Passage for review:
BEGIN
At the time that Yeats purchased the tower, it had seventy-three stairs that are described in lines 16-18 of the poem:

I declare this tower is my symbol; I declare
This winding, gyring, spiring treadmill of a stair is my ancestral stair;
That Goldsmith and the Dean, Berkeley and Burke have travelled there.

The castle consisted of four stories. On the first floor was the dining room, and the living room was found on the second. The third story contained the bedroom, and the top story contained the "Strangers' room" which and a secret room. It was also on this story that the tower's large windows opened up over the millstream below. The windows are mentioned in the poem on lines 43-46:

Upon the dusty, glittering windows cling,
And seem to cling upon the moonlit skies,
Tortoiseshell butterflies, peacock butterflies,
A couple of night-moths are on the wing.

==Structure==
The poem is arranged in four stanzas that lack symmetry and vary in size and structure. The first stanza contains three quatrains with a rhyme scheme of ABBA, which contain no breaks between the lines. The second stanza contains 18 lines of text with six long-lined tercets using a rhyme scheme of AAA, which causes it to appear very different on the page from the stanzas that precede and follow it. The third stanza is a douzain, a square block of twelve lines of verse composed of pentameter quatrains with a rhyme scheme of ABBA. The fourth and final stanza repeats the structure of the one that precedes it.
END
Natural-language object grounding data:
BEGIN
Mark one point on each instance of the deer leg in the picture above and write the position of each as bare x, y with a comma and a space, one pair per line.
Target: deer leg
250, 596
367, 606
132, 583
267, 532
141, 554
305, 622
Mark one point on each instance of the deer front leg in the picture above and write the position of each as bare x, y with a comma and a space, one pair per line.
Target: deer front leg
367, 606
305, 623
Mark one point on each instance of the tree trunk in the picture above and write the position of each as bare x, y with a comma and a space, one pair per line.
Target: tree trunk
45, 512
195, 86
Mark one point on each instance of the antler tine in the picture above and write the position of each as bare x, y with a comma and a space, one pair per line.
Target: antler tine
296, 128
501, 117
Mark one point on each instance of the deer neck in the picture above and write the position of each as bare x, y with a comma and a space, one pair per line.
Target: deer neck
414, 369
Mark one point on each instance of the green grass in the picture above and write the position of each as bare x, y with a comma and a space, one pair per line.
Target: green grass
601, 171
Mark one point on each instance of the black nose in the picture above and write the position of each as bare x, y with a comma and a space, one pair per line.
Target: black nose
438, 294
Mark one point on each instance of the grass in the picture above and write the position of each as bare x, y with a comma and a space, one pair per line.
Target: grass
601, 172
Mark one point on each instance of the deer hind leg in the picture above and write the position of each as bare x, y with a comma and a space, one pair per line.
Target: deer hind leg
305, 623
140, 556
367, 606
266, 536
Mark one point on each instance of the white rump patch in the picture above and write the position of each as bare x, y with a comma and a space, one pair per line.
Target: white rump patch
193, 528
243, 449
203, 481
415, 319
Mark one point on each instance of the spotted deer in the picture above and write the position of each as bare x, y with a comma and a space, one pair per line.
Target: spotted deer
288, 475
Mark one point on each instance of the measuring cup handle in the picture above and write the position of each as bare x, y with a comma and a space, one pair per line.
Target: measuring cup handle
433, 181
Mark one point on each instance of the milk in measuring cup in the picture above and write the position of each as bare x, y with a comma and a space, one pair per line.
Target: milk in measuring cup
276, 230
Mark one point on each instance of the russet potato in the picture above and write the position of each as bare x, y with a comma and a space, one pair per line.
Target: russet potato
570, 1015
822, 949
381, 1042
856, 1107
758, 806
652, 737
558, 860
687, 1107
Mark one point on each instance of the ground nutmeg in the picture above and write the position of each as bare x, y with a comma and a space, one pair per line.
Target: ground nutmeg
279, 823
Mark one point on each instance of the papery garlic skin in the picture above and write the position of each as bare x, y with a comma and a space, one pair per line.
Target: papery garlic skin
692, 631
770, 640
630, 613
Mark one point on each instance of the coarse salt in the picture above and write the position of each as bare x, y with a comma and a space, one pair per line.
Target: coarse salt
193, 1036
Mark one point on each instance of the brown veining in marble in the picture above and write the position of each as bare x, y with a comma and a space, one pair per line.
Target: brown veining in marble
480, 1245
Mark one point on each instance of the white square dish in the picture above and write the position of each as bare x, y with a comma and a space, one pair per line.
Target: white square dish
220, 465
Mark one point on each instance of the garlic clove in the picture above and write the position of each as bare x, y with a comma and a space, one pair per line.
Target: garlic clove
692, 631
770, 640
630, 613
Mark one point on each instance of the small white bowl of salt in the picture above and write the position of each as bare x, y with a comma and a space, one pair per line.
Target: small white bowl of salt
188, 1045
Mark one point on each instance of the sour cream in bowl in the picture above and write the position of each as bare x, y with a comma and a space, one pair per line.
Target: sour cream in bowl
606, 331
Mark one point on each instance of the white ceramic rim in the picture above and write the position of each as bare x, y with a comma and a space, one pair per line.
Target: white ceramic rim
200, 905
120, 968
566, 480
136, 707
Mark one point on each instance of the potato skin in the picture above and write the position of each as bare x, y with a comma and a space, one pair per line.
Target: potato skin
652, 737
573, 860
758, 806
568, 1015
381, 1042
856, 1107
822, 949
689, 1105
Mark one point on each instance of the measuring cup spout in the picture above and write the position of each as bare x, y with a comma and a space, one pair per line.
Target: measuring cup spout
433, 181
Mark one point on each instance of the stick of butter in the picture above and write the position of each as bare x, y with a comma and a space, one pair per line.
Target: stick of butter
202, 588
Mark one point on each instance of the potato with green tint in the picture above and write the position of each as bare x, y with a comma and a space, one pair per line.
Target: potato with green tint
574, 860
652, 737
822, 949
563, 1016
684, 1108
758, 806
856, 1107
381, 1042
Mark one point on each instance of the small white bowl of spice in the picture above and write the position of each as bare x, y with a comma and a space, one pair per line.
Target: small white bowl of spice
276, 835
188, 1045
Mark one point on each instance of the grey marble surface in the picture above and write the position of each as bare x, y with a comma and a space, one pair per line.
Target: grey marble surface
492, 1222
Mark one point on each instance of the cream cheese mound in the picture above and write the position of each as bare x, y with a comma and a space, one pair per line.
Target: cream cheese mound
END
Exercises:
(A) In the passage on Yeats's tower poem, how many stairs did the tower have when Yeats bought it?
(B) Name each figure listed in the quoted lines of the passage on Yeats's tower poem as having traveled the stair.
(C) Pick up the passage on Yeats's tower poem where it stops and continue it.

Answers to the exercise:
(A) Seventy-three.

(B) Goldsmith, the Dean, Berkeley, Burke

(C)
Yeats explained the structure by suggesting that the poem is arranged on the page to visually represent the images described in the text. The first stanza represents the tower introduced in line 2. He claims to have composed these lines so that they would look long and slender on the page to achieve the outline of the tower's structure. The second stanza represents the "winding, gyring, spiring treadmill of a stair" mentioned in line 17, which would account for the fact that the stanza lacks symmetry among its lines, which appear to extend to various lengths across the page in a way not seen in the other stanzas. Stanzas three and four, identical in form and appearance on the page, represent two ways of looking at the tower windows. Stanza three represents the windows "glittering" from the light of the moon passing through the glass, and stanza four represents the "dusty" inside surface upon which the trapped butterflies cling.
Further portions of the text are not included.